Given task.
Nothing but the lines from the one containing "shrub, writing one line per instance." to the end of the data should be returned, each exactly as written.

Dataset records.
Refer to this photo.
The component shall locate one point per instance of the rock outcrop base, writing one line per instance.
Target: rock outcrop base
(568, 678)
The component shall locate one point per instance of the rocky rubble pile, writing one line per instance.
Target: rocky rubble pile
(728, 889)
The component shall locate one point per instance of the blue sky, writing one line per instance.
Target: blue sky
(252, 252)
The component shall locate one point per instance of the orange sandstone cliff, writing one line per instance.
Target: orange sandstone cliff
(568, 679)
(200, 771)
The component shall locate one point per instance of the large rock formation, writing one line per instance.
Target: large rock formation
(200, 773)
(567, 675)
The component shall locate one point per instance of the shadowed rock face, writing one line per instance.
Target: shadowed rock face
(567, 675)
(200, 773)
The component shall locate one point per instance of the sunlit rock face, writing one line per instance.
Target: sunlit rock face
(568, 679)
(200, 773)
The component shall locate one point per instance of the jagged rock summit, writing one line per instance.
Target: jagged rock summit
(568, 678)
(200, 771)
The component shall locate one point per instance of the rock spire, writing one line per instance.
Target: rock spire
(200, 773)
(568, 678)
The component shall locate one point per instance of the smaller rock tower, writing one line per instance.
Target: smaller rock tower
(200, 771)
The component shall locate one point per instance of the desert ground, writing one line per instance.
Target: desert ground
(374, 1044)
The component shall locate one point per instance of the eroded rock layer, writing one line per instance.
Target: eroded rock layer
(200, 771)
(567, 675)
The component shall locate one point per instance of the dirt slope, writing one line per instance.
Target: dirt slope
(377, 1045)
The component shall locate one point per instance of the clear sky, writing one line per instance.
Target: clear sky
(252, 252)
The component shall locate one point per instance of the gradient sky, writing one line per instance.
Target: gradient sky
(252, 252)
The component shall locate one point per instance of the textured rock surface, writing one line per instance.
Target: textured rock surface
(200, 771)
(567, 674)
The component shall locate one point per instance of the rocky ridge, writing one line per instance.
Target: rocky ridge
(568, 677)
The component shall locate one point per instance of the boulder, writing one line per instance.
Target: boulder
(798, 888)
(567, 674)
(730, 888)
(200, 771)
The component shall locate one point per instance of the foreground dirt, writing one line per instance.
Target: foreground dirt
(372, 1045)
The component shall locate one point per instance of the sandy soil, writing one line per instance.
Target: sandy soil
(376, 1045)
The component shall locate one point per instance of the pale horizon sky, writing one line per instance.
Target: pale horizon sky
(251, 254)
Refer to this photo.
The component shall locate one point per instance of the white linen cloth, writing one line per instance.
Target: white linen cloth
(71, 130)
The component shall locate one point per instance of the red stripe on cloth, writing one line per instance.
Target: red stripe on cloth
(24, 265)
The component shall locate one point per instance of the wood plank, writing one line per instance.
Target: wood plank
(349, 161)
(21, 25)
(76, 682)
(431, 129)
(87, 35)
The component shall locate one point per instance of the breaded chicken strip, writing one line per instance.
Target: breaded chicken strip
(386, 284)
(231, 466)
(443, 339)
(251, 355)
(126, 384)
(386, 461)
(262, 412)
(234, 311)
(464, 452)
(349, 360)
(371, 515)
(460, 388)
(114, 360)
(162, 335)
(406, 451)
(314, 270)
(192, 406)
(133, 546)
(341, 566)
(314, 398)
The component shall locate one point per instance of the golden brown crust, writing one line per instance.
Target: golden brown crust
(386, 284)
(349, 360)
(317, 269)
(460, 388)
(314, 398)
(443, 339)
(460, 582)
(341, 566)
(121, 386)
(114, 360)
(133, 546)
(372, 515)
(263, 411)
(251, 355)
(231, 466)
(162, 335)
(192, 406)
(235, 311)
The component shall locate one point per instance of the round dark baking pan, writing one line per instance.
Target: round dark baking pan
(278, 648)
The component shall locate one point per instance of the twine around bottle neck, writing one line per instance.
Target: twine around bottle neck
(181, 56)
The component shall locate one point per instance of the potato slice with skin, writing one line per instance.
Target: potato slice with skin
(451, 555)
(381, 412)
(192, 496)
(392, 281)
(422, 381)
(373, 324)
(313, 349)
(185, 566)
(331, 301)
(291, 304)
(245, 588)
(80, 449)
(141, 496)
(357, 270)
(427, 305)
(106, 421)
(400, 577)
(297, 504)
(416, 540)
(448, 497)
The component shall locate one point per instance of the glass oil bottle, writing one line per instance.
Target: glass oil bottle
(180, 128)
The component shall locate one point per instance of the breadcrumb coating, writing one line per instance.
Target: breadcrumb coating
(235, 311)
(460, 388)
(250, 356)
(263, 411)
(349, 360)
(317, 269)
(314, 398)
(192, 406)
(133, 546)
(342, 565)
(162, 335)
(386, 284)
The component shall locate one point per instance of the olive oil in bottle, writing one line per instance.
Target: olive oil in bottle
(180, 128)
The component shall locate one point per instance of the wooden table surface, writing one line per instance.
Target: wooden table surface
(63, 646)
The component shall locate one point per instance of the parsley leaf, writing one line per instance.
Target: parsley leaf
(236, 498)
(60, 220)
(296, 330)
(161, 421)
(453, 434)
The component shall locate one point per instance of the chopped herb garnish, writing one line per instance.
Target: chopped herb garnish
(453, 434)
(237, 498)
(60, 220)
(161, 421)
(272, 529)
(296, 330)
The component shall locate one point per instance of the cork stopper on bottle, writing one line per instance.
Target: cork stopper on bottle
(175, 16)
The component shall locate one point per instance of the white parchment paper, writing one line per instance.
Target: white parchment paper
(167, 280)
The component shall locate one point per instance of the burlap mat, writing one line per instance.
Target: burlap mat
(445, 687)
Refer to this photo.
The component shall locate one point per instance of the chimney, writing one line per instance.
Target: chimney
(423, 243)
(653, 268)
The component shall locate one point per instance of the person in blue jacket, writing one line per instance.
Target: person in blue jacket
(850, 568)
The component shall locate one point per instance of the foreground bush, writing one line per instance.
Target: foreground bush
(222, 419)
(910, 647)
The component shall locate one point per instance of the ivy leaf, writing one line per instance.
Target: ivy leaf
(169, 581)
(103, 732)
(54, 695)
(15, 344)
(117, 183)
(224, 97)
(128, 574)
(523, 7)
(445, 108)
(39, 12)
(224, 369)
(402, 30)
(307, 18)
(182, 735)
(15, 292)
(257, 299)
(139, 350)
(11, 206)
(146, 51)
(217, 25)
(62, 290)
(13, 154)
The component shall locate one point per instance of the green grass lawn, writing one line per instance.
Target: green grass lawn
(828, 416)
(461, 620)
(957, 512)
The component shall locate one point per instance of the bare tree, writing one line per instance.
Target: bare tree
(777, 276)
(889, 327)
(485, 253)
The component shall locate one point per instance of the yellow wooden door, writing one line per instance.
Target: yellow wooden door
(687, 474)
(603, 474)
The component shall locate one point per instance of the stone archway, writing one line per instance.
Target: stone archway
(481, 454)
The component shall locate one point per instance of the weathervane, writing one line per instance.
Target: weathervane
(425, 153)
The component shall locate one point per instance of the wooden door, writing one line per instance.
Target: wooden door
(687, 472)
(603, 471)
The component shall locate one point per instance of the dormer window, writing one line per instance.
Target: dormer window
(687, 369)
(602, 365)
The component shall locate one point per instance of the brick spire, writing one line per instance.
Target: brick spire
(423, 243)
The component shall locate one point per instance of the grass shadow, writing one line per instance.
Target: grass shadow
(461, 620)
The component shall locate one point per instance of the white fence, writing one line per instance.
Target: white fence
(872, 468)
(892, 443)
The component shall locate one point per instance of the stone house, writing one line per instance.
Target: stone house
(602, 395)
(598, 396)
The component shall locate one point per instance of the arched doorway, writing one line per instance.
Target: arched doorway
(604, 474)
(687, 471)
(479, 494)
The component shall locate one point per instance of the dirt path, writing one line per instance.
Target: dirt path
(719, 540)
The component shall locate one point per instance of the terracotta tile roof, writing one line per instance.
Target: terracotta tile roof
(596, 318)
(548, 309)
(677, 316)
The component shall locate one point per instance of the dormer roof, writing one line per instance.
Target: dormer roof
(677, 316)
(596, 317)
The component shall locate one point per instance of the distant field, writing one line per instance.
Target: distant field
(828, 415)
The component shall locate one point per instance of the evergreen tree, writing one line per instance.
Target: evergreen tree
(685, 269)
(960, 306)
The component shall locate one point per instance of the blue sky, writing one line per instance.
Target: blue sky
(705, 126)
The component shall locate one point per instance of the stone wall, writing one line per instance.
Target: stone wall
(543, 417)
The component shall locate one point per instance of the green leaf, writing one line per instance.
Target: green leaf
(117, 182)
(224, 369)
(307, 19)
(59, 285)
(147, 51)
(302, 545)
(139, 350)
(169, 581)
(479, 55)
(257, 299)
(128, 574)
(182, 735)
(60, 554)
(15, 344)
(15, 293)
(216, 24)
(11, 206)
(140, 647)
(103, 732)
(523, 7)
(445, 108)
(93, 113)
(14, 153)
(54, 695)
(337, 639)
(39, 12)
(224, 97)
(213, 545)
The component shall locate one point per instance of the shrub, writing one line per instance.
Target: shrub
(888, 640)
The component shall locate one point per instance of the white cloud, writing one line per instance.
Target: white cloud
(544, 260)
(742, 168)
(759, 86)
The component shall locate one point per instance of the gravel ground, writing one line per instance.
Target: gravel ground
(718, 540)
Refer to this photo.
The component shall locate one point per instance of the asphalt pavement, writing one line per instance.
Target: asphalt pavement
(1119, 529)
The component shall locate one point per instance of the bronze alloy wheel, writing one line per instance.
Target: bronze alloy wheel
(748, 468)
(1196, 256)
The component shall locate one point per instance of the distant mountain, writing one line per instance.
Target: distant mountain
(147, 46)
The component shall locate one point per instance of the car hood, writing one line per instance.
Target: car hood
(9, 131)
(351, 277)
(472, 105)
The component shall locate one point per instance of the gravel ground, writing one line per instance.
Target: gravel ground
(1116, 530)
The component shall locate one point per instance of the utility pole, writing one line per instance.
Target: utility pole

Response to this exercise.
The component shall locate one point per instance of the shrub, writing one line per instance.
Target: shrub
(888, 640)
The component shall locate one point per instance of the white cloud, writing one line per instance.
Target: white cloud
(544, 260)
(742, 168)
(759, 86)
The component shall locate one point per instance of the gravel ground, writing one line per instance.
Target: gravel ground
(718, 540)
Refer to this photo.
The component shall locate one point per instance of the asphalt pavement, writing one line per instance.
Target: asphalt pavement
(1119, 529)
The component shall locate one point per instance of the bronze alloy wheel, writing one line per instance.
Target: bronze alloy wheel
(748, 468)
(1196, 256)
The component shall locate one point per instance of the distant mountain, writing one line per instance.
Target: distant mountain
(147, 46)
The component shall locate one point per instance of the car hood, writing one line per instance.
Target: car hood
(9, 131)
(351, 277)
(472, 105)
The component shall locate one point per instance of the gravel ground, writing one line per instance.
Target: gravel ground
(1116, 530)
The component shall locate one point per instance of the utility pole, writing one line per instance.
Target: utility pole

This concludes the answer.